What needs to be done
Return every line of the items below that contains the string "sidewalk", copying each line in full. Treat case as significant.

Dataset rows
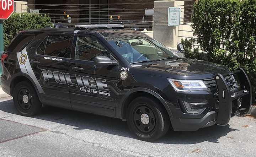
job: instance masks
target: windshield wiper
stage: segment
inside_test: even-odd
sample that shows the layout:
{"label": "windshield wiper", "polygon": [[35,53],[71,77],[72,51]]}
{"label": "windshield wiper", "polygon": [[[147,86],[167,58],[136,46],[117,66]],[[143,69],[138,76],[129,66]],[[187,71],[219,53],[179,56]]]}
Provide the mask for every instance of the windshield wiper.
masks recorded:
{"label": "windshield wiper", "polygon": [[133,62],[130,63],[130,64],[135,64],[136,63],[147,63],[147,62],[154,62],[154,61],[156,61],[157,60],[143,60],[142,61],[138,61],[137,62]]}
{"label": "windshield wiper", "polygon": [[171,57],[171,56],[169,56],[167,57],[164,58],[162,58],[162,59],[160,59],[158,60],[158,61],[159,61],[160,60],[164,60],[164,59],[182,59],[182,58],[180,57]]}

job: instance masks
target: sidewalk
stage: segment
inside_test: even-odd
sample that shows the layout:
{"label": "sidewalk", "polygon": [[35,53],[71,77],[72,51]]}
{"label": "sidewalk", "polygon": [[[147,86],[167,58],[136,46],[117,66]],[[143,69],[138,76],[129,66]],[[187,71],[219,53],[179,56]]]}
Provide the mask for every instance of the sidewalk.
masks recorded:
{"label": "sidewalk", "polygon": [[10,96],[11,96],[7,94],[4,92],[2,90],[2,88],[0,87],[0,99]]}

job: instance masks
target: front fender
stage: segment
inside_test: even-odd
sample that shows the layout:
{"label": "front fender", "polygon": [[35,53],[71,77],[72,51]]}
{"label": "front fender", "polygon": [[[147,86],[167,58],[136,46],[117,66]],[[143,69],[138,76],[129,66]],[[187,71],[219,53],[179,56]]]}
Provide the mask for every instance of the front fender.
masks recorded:
{"label": "front fender", "polygon": [[127,92],[123,97],[120,102],[120,105],[119,108],[117,108],[116,110],[116,115],[117,118],[124,119],[124,115],[125,114],[125,106],[126,101],[131,94],[135,92],[142,92],[150,94],[158,99],[164,105],[165,108],[167,111],[167,113],[169,117],[172,117],[172,114],[169,106],[166,104],[166,102],[164,99],[159,94],[147,88],[144,88],[138,87],[132,89]]}

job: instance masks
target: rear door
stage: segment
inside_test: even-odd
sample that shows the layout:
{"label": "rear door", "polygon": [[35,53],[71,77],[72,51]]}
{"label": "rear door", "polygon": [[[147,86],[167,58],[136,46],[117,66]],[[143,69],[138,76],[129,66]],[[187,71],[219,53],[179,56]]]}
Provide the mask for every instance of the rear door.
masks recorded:
{"label": "rear door", "polygon": [[73,86],[70,101],[73,108],[114,117],[118,65],[96,65],[96,56],[113,57],[96,37],[76,35],[76,46],[70,59],[69,69]]}
{"label": "rear door", "polygon": [[73,38],[73,34],[48,36],[30,58],[32,69],[45,93],[41,97],[46,104],[71,108],[65,76],[69,72]]}

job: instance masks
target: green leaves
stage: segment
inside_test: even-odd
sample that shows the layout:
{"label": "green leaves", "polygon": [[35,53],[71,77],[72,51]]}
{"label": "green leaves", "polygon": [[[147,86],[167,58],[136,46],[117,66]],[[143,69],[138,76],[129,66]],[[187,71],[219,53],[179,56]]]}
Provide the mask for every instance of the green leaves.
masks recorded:
{"label": "green leaves", "polygon": [[[244,68],[255,92],[256,0],[200,0],[195,3],[193,12],[194,34],[208,60],[231,70]],[[183,42],[189,46],[188,41]],[[201,58],[191,55],[191,49],[186,50],[188,57]]]}
{"label": "green leaves", "polygon": [[53,26],[50,18],[46,15],[14,13],[4,22],[5,49],[19,31],[46,28]]}

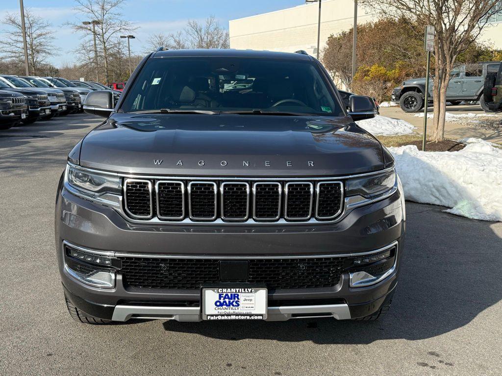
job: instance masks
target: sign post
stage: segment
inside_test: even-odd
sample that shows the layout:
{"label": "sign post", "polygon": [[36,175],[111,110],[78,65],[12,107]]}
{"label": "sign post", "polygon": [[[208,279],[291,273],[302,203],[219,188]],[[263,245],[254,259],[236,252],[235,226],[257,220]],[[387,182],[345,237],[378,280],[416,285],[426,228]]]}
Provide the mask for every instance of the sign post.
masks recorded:
{"label": "sign post", "polygon": [[425,151],[425,139],[427,135],[427,110],[429,107],[429,75],[431,66],[431,52],[434,50],[434,35],[436,32],[434,26],[425,27],[425,37],[424,46],[427,52],[427,64],[425,74],[425,93],[424,98],[424,136],[422,140],[422,150]]}

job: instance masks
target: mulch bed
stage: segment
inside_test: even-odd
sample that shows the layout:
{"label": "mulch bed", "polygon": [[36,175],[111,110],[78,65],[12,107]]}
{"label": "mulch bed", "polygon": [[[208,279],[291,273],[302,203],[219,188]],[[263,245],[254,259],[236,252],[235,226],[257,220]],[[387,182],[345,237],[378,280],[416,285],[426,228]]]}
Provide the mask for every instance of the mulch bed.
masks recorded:
{"label": "mulch bed", "polygon": [[[398,146],[415,145],[419,150],[422,150],[422,141],[412,141],[404,142]],[[465,147],[465,145],[451,140],[445,140],[439,142],[427,141],[425,143],[426,151],[458,151]]]}

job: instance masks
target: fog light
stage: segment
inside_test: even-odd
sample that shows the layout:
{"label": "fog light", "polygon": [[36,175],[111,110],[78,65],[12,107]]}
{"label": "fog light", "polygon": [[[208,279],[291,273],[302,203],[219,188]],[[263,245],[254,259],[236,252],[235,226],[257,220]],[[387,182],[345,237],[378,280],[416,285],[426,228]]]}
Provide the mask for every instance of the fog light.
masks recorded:
{"label": "fog light", "polygon": [[349,270],[351,287],[362,287],[378,283],[396,270],[398,245],[393,244],[381,252],[350,258],[344,263]]}
{"label": "fog light", "polygon": [[115,269],[121,267],[119,259],[77,249],[66,244],[64,247],[65,269],[73,278],[95,287],[115,287]]}

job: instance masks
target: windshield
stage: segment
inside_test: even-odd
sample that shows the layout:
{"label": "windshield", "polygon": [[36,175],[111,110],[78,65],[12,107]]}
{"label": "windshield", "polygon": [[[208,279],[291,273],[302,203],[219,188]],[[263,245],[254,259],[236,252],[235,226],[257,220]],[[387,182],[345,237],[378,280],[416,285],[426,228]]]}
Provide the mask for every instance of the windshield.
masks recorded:
{"label": "windshield", "polygon": [[23,80],[21,78],[18,78],[18,77],[15,77],[13,76],[7,76],[7,77],[4,77],[4,78],[8,81],[9,82],[10,82],[11,84],[14,85],[16,87],[33,87],[32,85],[31,85],[24,80]]}
{"label": "windshield", "polygon": [[270,59],[152,59],[121,109],[161,109],[343,116],[314,64]]}
{"label": "windshield", "polygon": [[34,77],[23,77],[23,78],[37,87],[50,87],[50,86],[44,82],[44,81],[41,80],[38,80]]}

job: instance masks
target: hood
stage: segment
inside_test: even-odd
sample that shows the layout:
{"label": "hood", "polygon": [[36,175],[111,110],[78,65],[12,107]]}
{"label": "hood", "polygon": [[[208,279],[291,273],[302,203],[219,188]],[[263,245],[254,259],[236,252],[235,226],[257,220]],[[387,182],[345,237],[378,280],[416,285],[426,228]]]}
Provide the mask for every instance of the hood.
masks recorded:
{"label": "hood", "polygon": [[1,98],[12,98],[13,97],[22,97],[23,94],[21,93],[17,93],[15,91],[11,91],[10,90],[3,89],[0,90],[0,97]]}
{"label": "hood", "polygon": [[403,81],[405,85],[412,85],[413,84],[425,84],[425,78],[412,78],[411,80],[407,80]]}
{"label": "hood", "polygon": [[36,87],[13,87],[12,89],[5,89],[5,90],[17,91],[27,95],[47,95],[47,91],[45,89],[43,90]]}
{"label": "hood", "polygon": [[113,114],[83,139],[85,167],[188,176],[347,175],[384,167],[351,118]]}
{"label": "hood", "polygon": [[43,89],[41,89],[41,90],[42,90],[46,92],[46,93],[47,93],[47,94],[52,94],[53,93],[56,94],[57,93],[63,92],[63,91],[61,89],[55,89],[54,88],[52,88],[52,87],[46,87],[44,88]]}

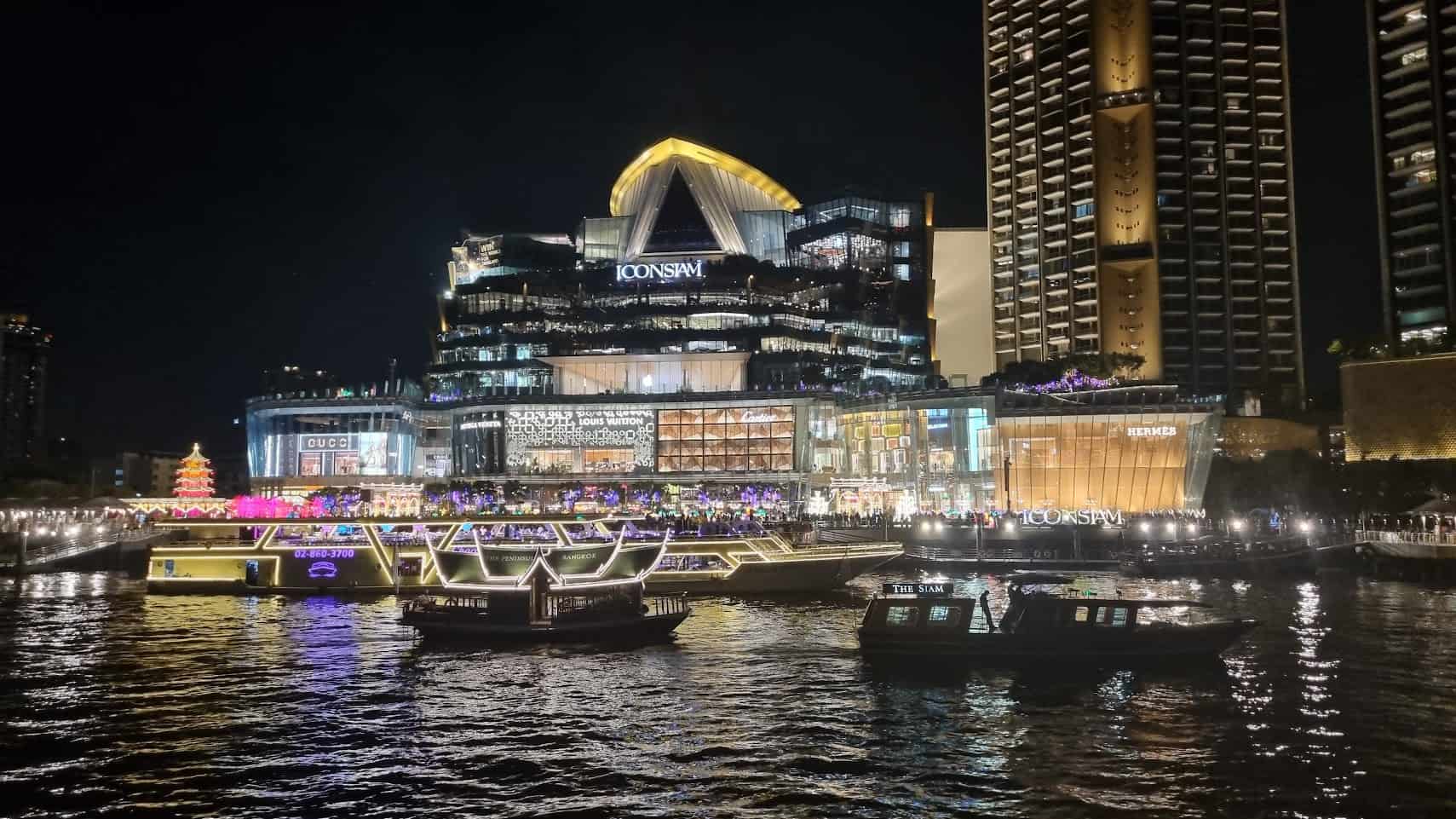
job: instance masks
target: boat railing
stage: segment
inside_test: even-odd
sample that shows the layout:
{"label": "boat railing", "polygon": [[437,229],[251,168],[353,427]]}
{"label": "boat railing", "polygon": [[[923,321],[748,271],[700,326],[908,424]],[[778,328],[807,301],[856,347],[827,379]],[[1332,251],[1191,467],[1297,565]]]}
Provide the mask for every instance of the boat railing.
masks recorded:
{"label": "boat railing", "polygon": [[1456,532],[1401,532],[1386,529],[1357,529],[1356,542],[1428,544],[1456,546]]}
{"label": "boat railing", "polygon": [[469,611],[479,615],[486,615],[489,614],[491,605],[489,605],[489,597],[485,596],[421,595],[418,597],[411,597],[405,600],[403,603],[400,603],[400,608],[405,609],[406,612]]}
{"label": "boat railing", "polygon": [[674,615],[687,611],[687,595],[662,595],[648,600],[649,614]]}

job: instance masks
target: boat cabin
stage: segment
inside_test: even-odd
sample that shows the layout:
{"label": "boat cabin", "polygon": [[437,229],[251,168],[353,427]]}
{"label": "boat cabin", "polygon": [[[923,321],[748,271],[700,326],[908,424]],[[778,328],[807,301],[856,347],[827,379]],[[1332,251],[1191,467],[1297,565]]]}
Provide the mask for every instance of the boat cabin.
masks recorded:
{"label": "boat cabin", "polygon": [[[865,611],[863,625],[903,628],[907,632],[1000,631],[1032,634],[1054,630],[1134,630],[1139,627],[1194,625],[1195,612],[1208,606],[1194,600],[1137,600],[1082,597],[1051,593],[1048,586],[1073,580],[1059,574],[1025,573],[1010,579],[1010,599],[1000,618],[976,597],[958,597],[949,583],[887,583]],[[1075,590],[1072,590],[1075,592]],[[990,628],[992,622],[996,628]]]}

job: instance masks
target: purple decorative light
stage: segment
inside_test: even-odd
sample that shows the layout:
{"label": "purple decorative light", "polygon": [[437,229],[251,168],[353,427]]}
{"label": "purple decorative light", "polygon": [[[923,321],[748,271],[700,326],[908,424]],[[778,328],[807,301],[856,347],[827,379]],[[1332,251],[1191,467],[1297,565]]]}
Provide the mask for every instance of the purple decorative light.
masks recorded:
{"label": "purple decorative light", "polygon": [[1010,389],[1016,392],[1035,392],[1038,395],[1045,395],[1048,392],[1076,392],[1079,389],[1107,389],[1109,386],[1117,386],[1117,379],[1099,379],[1088,375],[1082,375],[1076,370],[1067,370],[1057,380],[1048,380],[1045,383],[1016,383]]}

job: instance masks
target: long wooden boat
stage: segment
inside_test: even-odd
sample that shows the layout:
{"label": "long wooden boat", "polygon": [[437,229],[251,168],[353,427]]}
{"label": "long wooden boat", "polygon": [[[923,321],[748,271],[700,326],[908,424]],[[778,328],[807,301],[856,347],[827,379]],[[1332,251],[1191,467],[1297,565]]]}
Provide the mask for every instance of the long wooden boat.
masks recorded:
{"label": "long wooden boat", "polygon": [[1117,665],[1213,659],[1258,625],[1194,600],[1045,590],[1069,583],[1057,574],[1013,576],[1010,602],[996,622],[989,603],[958,596],[948,583],[885,584],[865,609],[859,646],[868,656]]}

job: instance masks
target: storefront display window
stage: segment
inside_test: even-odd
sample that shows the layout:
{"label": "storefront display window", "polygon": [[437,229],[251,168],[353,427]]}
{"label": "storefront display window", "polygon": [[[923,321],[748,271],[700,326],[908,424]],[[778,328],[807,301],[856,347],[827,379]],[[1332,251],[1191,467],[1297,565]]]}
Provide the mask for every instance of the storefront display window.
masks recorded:
{"label": "storefront display window", "polygon": [[792,407],[658,411],[660,472],[788,472],[794,469]]}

Solution for this problem
target: sidewalk
{"label": "sidewalk", "polygon": [[35,53],[71,77],[72,51]]}
{"label": "sidewalk", "polygon": [[[147,86],[167,58],[136,46],[117,66]],[[143,69],[138,76],[129,66]],[[187,71],[219,53],[179,56]]]}
Provide the mask for every instance of the sidewalk.
{"label": "sidewalk", "polygon": [[10,96],[11,96],[7,94],[4,92],[2,90],[2,88],[0,87],[0,99]]}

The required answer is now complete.